Laburnum is a genus with of two species of flowering tree in the pea family. Also called golden chain, plants in this genus feature abundant bright yellow flowers, and are popular garden plants as a result. They are also poisonous and potentially fatal if ingested, however, so children and pets should be supervised around the plant.
In addition to its beauty, golden chain is grown for its wood, which can be used for posts and fuel. It was also historically used to make bows. Native to the mountains of southern Europe, these trees are also called false ebony, as the timber of old trees can be used to simulate that of ebony. The heartwood of the tree is a rich yellow, while the sapwood is dark and very hard.
L. anagyroides, or common laburnum, can grow to 23 feet (7 meters) in height. The fragrant yellow flowers bloom in late spring, often in May. L. anagyroides has a smooth bark, and dark green leaves and branches. It prefers damp climates and mild temperatures.
L. alpinum, also called Alpine or Scottish laburnum, has longer flower stalks than L. anagyroides, but does not flower as densely. Most laburnums grown in the garden are a hybrid between L. alpinum and L. anagyroides, called Voss's laburnum, that combines the properties of both species. The hybrid also produces less seeds than either natural species.

:::::

Set of tasks
1. Decide whether each statement below agrees with the laburnum text, answering yes or no and quoting the words of the text that settle it. (a) Common laburnum flowers in late spring, often in May. (b) L. alpinum flowers more densely than L. anagyroides. (c) Voss's laburnum produces more seeds than either natural species.
2. Carry the laburnum text forward with the paragraph that would come after its last sentence.

:::::

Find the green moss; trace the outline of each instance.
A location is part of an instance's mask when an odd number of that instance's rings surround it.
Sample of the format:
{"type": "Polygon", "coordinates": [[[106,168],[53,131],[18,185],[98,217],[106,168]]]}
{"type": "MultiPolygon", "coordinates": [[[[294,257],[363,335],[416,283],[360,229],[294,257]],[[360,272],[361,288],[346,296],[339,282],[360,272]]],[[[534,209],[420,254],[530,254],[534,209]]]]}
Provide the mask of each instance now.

:::::

Set of answers
1.
(a) Yes: "The fragrant yellow flowers bloom in late spring, often in May."
(b) No: "does not flower as densely."
(c) No: "The hybrid also produces less seeds than either natural species."

2.
All parts of laburnum are poisonous, causing symptoms such as convulsions, fatigue, vomiting or diarrhea, and even coma and death. The plant contains the poisonous alkaline cytisine. Many cultural references to the plant are a reference to its toxicity. For example, it is often mentioned in literature as a symbol of danger or death.
An Indian legend tells that the laburnum was once a non-flowering tree. The god Krishna appeared on earth in the form of a young boy, and gave his golden anklet to another boy whom he befriended. When the golden anklet on the statute of Krishna in the temple was found to be missing, the priests accused the boy of stealing it.
Though the boy claimed that the anklet had been a gift, no one believed him, since no one else had seen Krishna in his human form. The boy threw the anklet at a laburnum tree, which immediately burst into flower. The tree is now considered sacred to Krishna, and the common name golden chain references the flowers' resemblance to a golden anklet.